Top of Provided data
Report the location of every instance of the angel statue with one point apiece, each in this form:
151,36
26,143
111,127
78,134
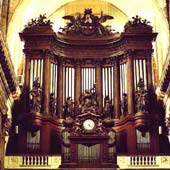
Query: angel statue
35,96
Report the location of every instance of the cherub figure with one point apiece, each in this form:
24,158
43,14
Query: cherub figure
35,96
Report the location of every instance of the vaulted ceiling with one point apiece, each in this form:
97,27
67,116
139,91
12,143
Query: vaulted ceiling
21,11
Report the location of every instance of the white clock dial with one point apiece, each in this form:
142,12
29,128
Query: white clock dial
88,124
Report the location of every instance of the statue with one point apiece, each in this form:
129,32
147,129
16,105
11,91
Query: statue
88,24
88,101
40,21
6,124
124,104
108,107
68,108
53,106
35,97
141,97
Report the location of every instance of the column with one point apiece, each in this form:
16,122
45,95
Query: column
130,85
77,82
116,89
99,85
45,139
149,74
46,82
60,88
26,82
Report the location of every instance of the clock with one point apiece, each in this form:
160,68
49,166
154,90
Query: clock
88,124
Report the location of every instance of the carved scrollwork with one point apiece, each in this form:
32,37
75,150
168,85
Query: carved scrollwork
88,24
137,21
141,97
35,97
40,21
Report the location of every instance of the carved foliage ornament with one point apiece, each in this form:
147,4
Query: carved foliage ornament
88,24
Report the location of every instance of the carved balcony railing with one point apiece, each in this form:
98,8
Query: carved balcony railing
53,162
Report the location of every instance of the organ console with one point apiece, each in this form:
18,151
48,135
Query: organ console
87,58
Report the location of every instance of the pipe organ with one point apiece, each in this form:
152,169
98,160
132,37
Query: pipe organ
87,68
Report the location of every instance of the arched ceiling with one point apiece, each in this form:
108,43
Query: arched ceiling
24,10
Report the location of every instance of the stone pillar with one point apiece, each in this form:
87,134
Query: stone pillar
130,82
131,139
149,74
77,89
26,83
4,17
60,88
46,82
116,90
45,139
99,86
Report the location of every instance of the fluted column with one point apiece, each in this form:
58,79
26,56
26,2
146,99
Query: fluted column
116,90
99,85
46,82
149,73
77,82
130,84
26,82
60,88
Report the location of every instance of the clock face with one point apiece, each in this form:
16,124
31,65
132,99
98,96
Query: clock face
88,124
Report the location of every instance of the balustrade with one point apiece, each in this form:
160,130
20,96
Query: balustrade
35,160
142,160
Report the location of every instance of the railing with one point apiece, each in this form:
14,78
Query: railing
52,162
142,160
35,160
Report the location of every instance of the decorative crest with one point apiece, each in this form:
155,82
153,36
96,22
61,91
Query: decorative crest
40,21
88,24
137,21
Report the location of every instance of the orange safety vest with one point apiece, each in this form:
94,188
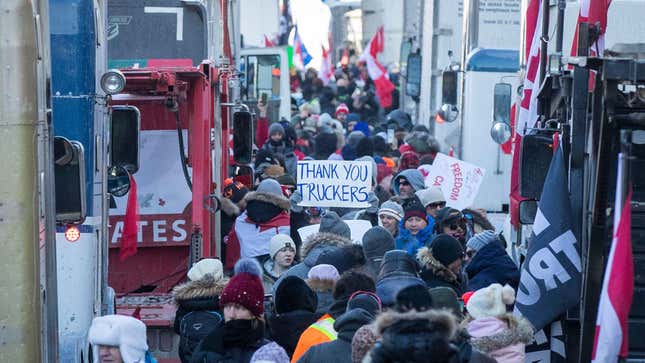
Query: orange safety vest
322,331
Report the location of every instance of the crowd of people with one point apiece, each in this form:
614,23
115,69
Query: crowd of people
427,283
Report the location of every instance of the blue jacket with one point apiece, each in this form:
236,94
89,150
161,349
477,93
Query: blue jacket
490,265
407,242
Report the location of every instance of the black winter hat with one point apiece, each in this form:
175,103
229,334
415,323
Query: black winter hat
446,249
344,258
365,147
414,297
293,294
350,282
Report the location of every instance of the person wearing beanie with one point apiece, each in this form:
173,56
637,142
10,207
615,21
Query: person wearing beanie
432,199
282,253
119,338
198,303
332,234
407,182
413,297
266,215
324,330
390,214
415,229
376,242
322,279
441,263
242,333
362,308
398,271
495,332
488,262
279,145
294,310
452,222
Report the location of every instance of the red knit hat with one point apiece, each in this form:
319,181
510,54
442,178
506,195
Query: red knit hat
245,287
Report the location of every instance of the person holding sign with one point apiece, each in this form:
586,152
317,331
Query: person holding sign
415,229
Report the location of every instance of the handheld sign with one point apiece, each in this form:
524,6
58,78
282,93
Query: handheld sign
331,183
459,181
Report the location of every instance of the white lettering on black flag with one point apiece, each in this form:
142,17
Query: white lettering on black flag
551,274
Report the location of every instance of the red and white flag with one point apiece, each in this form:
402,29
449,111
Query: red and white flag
376,71
611,338
326,72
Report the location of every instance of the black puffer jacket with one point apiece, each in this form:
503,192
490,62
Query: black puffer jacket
339,350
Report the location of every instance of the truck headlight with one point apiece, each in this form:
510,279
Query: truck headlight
112,81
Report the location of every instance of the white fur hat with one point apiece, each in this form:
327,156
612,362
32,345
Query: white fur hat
Bottom of Provided data
# Task goal
Lines from the one containing "Query: person holding sign" through the end of the data above must be written out exactly, and no other lines are needed.

# Finished exercise
Query: person holding sign
415,229
Report the location of every instance of the handheld sign with one point apiece, each in this form:
524,6
58,78
282,93
Query: handheld sign
331,183
459,181
Report the location of every instance of the white lettering on black flag with one point apiece, each in this form:
142,17
Query: white lettering on black flag
551,274
Report the location of every instance of the red and white flag with one point apiece, each in this form:
402,29
449,111
Query: red and white flag
376,71
611,338
326,72
Report the location of every instance of the black puffer jacket with one point apiece, each in this form:
503,192
490,62
Query: black puffer jacket
339,350
Report the location of every instance of the truck headlight with one point apiece, each in this form:
510,279
Query: truck headlight
112,81
Report the location of every instance of the white fur hat with one point apiece, each in this form:
327,156
612,362
32,345
Query: white fur hat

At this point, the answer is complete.